▶ **Votre consigne**:
Recopiez à l'identique, s'il vous plaît, un passage du texte fourni ci-dessous : commencez aux mots « Werner Jeker s’habille » et arrêtez-vous après « les années 70. ».

▶ **Texte fourni**:
Sacre lausannois pour l’éternel modeste Werner Jeker
Le graphiste originaire de Soleure mais implanté dans la capitale olympique depuis plus de cinquante ans est à l’affiche d’une nouvelle exposition au Musée historique de Lausanne. Et les affiches, ça le connaît.

Werner Jeker s’habille avec classe. Pantalon noir, cardigan noir, casquette noire. Et lunettes rondes. On le croirait tout droit sorti de l’ECAL et on croirait juste puisqu’il y a enseigné dans les années 70.
Ça remonte à loin. Mais les souvenirs ont l’air précis dans la tête de l’octogénaire, qui est mis à l’honneur en ce moment au Musée historique de Lausanne. Affiches, livres, illustrations et photos racontent les cinquante ans de carrière du graphiste. Mais si son nom accueille le visiteur en grand à l’entrée, sur les affiches, il faut le chercher longtemps. Corps 9, ou 10, au bas de l’affiche. Il préfère ça. « Ceux qui veulent savoir, ils se rapprochent. Mais ça ne me préoccupe pas. Quand je vois mes affiches dans la rue, je me cache presque. »

[Éléments de données]

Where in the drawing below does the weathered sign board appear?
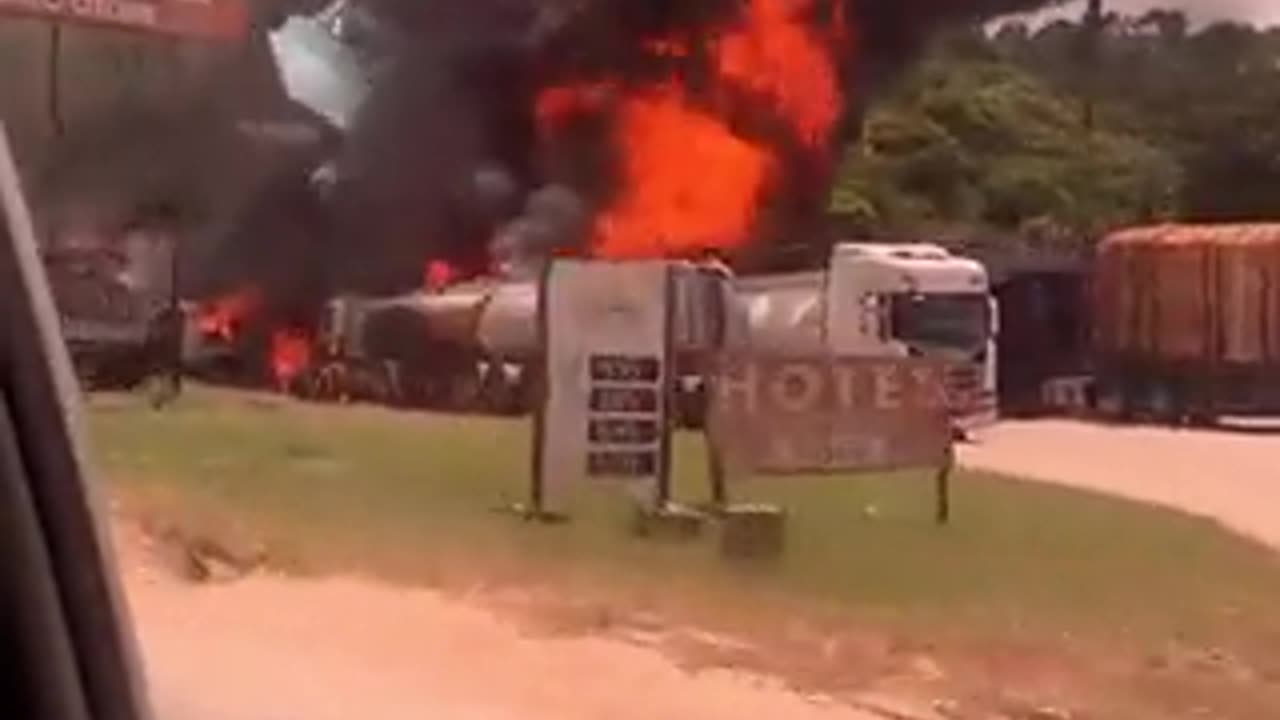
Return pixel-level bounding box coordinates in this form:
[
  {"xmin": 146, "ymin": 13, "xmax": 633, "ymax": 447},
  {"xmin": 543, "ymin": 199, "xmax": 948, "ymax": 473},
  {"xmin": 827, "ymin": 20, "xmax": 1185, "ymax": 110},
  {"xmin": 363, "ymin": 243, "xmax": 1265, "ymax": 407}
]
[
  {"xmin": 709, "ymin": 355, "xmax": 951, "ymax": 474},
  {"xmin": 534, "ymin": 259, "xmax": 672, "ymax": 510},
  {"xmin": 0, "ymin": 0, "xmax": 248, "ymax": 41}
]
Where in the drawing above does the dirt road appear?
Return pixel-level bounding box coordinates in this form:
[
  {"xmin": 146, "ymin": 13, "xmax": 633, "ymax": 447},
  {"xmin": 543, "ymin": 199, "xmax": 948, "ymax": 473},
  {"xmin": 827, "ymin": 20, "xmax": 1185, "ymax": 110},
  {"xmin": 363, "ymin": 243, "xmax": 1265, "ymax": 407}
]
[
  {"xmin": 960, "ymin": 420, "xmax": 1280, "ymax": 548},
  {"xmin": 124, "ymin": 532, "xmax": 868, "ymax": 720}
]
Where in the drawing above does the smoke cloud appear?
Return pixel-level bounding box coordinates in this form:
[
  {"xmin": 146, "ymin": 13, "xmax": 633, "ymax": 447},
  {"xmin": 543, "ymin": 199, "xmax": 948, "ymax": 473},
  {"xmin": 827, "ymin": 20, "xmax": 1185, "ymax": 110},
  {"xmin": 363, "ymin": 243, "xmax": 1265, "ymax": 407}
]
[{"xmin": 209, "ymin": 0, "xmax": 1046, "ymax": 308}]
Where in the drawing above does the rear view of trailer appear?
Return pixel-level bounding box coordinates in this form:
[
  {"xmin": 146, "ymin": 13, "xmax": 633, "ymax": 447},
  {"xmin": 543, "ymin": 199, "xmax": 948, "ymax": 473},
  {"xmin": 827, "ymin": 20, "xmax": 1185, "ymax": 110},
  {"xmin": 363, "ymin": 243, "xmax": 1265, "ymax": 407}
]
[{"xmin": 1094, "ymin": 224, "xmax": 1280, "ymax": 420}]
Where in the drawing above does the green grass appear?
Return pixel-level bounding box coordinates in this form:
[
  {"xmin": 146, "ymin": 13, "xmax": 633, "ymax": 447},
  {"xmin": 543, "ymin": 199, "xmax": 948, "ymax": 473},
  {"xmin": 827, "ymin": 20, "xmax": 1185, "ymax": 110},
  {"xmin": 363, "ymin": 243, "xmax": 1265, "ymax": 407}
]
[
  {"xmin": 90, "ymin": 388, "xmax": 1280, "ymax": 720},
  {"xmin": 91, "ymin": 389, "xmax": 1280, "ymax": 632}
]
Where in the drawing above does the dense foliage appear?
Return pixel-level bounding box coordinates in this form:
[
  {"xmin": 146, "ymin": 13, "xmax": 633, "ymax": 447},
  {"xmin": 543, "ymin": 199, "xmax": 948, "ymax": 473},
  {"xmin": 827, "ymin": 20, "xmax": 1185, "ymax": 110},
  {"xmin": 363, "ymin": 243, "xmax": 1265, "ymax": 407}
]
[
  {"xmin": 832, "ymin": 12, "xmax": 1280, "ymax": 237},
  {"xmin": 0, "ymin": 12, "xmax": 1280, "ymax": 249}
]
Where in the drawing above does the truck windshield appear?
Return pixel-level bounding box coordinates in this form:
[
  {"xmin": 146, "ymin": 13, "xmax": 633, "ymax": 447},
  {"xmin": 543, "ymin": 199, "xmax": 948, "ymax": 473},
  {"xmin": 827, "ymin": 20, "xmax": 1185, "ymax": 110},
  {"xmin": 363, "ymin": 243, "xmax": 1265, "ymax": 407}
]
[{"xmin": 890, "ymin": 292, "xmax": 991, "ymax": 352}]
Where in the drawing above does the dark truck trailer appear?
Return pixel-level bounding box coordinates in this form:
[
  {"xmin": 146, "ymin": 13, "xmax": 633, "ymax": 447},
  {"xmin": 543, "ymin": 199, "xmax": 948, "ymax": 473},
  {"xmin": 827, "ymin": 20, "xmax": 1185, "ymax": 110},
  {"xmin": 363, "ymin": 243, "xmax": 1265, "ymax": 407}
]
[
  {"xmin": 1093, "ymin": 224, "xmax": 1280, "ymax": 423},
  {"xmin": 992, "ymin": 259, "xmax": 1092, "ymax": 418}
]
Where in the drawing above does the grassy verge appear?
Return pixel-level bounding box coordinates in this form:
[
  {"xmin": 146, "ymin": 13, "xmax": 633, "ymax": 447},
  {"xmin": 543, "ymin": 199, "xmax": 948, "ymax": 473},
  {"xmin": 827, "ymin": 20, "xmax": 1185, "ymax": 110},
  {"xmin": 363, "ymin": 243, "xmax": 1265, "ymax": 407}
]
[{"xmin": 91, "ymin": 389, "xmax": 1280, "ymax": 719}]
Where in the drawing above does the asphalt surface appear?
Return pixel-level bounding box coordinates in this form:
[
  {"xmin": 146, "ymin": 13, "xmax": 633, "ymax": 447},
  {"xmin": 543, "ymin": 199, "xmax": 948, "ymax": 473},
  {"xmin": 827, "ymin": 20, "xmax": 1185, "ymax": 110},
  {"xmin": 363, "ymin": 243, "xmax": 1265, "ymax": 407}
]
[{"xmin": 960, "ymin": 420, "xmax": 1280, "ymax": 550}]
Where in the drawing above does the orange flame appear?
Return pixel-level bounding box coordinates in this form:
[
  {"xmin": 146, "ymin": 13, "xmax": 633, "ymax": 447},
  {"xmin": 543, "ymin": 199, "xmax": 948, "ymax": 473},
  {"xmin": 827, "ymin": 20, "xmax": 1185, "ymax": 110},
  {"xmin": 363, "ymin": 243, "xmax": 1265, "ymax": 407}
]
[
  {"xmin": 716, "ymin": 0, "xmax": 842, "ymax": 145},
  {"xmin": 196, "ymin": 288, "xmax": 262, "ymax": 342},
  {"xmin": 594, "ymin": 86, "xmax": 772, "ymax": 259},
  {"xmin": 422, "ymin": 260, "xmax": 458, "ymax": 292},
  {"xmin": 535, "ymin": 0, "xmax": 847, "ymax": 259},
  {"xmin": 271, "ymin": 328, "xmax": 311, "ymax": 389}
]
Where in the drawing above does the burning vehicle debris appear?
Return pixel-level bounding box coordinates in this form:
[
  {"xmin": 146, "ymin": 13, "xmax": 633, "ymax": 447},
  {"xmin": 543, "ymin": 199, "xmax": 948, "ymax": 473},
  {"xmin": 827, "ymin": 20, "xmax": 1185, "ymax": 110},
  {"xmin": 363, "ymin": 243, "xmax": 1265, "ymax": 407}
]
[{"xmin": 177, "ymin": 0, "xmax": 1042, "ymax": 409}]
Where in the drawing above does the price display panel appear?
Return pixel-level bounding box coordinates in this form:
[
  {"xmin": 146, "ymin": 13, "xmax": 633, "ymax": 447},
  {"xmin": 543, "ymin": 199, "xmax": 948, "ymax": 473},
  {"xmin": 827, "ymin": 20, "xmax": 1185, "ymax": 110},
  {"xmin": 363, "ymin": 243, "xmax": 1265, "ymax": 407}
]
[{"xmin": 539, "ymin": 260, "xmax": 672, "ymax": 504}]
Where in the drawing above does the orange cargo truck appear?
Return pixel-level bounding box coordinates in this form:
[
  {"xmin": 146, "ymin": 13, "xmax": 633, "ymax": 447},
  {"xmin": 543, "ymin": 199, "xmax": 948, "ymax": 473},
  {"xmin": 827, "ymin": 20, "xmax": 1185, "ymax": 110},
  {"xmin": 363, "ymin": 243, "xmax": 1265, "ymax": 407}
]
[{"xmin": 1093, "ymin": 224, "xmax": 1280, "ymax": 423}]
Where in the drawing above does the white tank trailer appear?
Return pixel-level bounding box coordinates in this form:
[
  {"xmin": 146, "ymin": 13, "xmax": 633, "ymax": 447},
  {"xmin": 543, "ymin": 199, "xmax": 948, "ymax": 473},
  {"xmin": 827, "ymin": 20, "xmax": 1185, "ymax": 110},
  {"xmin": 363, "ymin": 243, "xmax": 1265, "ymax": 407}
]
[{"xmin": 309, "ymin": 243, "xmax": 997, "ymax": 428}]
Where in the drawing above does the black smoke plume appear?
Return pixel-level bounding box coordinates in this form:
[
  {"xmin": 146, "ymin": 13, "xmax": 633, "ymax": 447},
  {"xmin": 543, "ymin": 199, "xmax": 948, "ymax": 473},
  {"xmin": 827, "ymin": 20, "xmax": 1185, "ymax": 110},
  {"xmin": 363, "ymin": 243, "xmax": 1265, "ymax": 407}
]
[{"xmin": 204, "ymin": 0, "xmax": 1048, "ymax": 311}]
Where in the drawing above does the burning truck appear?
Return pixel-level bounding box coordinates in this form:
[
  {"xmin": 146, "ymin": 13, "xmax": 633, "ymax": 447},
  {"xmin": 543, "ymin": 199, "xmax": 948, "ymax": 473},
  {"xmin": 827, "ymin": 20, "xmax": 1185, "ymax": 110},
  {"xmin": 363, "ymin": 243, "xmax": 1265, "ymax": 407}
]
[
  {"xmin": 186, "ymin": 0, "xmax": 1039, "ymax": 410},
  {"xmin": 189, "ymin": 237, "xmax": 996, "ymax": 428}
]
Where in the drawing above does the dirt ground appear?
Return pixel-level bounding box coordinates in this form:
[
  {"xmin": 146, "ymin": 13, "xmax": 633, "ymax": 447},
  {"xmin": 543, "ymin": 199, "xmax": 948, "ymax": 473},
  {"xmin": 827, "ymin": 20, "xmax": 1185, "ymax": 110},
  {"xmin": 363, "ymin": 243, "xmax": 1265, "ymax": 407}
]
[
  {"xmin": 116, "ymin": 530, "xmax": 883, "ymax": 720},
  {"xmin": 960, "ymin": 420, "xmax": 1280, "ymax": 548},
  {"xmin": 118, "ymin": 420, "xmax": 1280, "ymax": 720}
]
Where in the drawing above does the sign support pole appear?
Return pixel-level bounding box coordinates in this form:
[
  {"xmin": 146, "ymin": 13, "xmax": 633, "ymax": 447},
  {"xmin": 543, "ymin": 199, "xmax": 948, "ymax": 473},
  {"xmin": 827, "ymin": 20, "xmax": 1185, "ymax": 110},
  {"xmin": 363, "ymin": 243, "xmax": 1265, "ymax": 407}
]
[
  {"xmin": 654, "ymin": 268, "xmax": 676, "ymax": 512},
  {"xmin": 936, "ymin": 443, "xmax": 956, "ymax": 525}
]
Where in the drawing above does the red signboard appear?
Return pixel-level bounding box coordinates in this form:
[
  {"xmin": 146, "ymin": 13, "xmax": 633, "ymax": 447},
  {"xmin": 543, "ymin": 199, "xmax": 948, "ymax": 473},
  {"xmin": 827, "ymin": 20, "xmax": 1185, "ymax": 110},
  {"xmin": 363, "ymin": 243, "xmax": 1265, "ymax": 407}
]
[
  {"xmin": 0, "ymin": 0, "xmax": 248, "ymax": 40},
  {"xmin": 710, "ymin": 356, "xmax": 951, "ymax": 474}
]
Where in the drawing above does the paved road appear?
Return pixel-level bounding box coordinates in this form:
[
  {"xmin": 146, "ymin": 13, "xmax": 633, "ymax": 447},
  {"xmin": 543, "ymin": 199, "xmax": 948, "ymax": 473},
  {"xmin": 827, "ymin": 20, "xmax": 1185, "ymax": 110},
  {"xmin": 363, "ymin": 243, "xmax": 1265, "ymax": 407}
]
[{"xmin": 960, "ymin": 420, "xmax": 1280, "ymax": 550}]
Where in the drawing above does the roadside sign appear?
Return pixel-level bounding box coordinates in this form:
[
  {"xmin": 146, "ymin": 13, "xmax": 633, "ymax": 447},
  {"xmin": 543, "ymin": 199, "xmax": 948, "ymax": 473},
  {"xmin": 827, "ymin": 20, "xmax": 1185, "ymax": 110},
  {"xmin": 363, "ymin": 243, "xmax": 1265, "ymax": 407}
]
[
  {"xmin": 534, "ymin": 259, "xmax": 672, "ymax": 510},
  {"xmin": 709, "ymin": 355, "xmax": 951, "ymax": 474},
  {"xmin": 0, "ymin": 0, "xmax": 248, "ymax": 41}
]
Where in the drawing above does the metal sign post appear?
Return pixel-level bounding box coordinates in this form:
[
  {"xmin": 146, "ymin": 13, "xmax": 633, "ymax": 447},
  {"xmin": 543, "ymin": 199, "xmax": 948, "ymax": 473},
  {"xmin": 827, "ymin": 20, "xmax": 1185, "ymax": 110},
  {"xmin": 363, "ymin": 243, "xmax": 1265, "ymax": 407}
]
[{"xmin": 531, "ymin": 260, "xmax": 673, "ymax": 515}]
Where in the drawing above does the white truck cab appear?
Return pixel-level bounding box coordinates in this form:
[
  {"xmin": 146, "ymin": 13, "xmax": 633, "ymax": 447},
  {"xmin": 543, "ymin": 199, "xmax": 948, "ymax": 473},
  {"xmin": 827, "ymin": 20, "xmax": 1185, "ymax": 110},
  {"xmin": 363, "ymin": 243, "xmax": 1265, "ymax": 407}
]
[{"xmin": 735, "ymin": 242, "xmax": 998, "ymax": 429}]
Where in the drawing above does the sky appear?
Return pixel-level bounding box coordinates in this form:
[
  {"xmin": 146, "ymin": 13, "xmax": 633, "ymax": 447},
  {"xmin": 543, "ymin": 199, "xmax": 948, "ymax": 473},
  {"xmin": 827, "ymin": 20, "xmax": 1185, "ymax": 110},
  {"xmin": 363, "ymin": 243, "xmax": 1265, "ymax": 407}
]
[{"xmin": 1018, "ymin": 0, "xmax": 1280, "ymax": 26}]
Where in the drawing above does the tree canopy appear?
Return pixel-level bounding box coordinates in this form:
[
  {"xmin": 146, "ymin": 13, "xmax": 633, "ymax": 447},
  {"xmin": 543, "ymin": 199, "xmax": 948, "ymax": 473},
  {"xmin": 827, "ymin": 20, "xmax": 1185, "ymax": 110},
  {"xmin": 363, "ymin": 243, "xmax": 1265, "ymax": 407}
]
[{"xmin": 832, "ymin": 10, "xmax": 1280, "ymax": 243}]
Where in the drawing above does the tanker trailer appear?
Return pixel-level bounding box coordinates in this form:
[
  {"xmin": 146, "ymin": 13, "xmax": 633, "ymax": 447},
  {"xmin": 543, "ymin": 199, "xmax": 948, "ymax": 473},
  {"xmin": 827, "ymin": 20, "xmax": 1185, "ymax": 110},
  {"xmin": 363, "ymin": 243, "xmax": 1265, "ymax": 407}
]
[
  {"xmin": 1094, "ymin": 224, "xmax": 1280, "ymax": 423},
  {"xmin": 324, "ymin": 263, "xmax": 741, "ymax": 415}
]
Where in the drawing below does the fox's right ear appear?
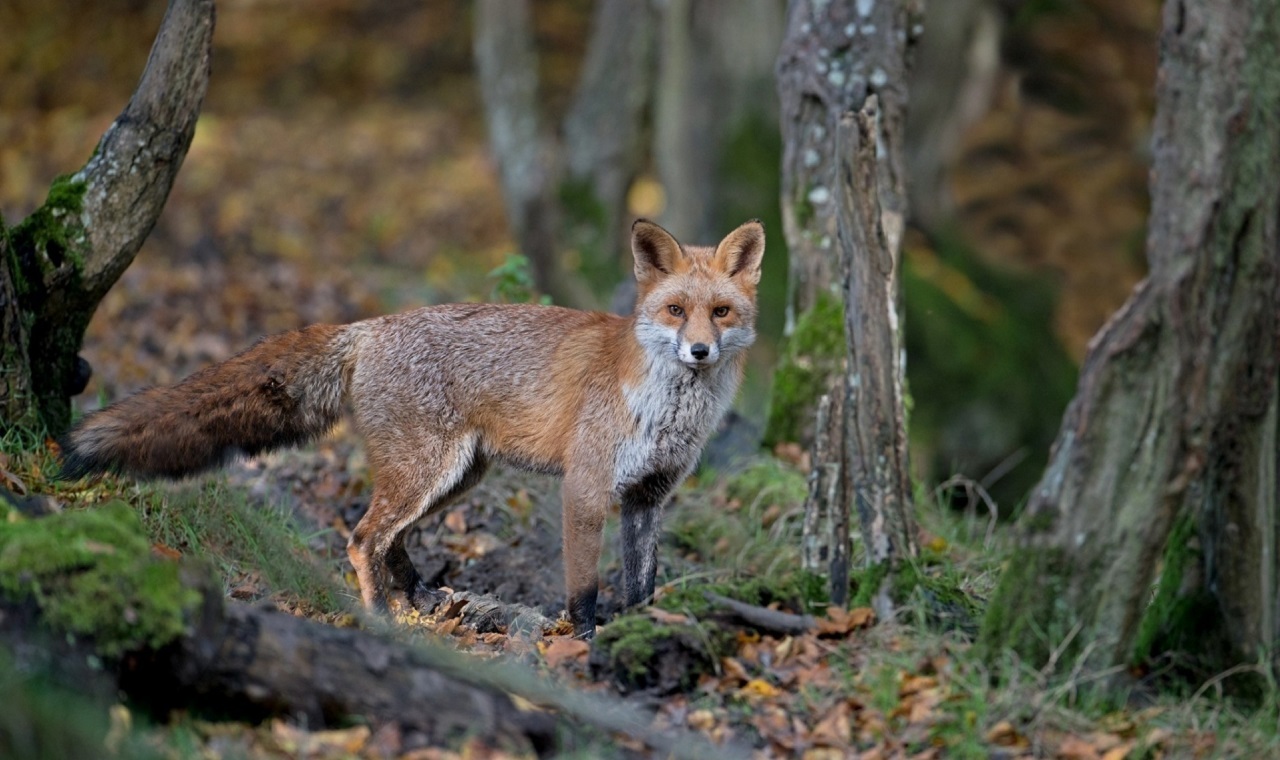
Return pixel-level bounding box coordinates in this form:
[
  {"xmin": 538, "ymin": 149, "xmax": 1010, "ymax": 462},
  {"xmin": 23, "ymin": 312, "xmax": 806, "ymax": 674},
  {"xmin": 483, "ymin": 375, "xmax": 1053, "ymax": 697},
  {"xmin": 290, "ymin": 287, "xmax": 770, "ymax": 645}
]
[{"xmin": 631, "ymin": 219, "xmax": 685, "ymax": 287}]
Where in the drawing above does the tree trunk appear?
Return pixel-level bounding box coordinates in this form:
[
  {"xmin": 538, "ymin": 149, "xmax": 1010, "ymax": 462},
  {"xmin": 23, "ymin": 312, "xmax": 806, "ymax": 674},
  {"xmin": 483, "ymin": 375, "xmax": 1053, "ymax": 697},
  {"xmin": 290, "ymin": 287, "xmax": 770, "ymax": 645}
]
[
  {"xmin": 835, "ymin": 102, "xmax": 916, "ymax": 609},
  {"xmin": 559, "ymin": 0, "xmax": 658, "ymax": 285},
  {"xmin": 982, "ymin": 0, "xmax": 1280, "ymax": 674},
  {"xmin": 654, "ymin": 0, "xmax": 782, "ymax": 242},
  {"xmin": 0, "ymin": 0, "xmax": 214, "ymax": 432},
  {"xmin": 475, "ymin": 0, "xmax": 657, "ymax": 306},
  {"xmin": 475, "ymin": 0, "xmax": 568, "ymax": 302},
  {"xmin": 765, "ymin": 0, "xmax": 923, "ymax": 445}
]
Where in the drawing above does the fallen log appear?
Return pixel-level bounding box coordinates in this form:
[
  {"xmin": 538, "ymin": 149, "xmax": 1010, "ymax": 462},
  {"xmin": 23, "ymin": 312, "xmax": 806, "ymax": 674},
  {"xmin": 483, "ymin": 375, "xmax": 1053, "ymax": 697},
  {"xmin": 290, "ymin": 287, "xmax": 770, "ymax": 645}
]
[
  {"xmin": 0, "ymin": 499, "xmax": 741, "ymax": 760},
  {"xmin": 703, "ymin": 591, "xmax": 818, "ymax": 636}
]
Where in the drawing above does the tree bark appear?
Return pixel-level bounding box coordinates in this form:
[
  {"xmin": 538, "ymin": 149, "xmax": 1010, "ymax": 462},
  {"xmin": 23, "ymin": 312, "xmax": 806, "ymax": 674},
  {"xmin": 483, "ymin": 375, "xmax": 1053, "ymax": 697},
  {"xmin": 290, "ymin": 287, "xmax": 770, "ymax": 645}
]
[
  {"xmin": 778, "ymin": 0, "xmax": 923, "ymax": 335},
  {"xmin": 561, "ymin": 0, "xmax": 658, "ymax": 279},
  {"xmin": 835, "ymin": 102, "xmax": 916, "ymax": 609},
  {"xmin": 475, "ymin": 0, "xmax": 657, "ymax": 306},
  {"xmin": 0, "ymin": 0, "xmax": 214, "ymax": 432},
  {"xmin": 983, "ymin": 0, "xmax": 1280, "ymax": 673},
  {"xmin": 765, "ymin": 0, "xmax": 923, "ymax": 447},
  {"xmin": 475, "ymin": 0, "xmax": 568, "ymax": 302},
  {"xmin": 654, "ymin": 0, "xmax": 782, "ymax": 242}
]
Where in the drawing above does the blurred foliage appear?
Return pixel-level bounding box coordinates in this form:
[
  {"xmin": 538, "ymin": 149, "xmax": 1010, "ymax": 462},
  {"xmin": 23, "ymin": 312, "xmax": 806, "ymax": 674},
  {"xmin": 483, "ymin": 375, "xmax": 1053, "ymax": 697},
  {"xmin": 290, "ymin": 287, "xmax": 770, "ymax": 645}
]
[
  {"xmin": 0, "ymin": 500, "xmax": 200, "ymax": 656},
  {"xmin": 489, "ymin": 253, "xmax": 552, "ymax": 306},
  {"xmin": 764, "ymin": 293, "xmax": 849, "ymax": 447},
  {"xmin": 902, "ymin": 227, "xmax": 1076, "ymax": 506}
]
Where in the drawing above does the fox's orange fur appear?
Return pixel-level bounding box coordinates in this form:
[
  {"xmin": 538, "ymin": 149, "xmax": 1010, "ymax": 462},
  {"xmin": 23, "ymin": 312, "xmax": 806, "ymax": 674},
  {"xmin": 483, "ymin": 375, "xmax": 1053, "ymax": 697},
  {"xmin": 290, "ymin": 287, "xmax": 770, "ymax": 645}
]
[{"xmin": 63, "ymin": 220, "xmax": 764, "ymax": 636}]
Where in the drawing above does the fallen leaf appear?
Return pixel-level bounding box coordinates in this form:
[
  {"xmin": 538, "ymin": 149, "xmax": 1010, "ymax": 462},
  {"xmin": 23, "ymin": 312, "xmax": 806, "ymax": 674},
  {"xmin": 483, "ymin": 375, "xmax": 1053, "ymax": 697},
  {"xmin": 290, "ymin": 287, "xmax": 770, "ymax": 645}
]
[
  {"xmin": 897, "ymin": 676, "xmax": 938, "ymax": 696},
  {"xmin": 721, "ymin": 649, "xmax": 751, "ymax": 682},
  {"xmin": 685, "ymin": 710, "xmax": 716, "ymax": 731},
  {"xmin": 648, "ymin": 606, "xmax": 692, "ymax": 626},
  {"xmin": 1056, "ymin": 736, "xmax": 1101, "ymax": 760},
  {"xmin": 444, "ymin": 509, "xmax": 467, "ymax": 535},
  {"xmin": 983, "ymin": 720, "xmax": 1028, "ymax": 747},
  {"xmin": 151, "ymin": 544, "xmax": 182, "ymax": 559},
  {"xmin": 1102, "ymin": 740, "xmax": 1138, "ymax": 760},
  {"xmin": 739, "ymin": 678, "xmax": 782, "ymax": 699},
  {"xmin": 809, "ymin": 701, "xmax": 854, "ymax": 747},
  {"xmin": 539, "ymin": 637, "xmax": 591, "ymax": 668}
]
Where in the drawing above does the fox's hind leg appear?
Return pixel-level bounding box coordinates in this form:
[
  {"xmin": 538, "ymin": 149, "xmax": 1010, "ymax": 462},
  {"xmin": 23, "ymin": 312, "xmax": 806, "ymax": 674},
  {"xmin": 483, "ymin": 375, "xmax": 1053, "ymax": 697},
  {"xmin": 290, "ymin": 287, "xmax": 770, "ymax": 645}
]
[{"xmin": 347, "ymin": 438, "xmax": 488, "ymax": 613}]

▶ **La réponse**:
Werner Jeker s’habille avec classe. Pantalon noir, cardigan noir, casquette noire. Et lunettes rondes. On le croirait tout droit sorti de l’ECAL et on croirait juste puisqu’il y a enseigné dans les années 70.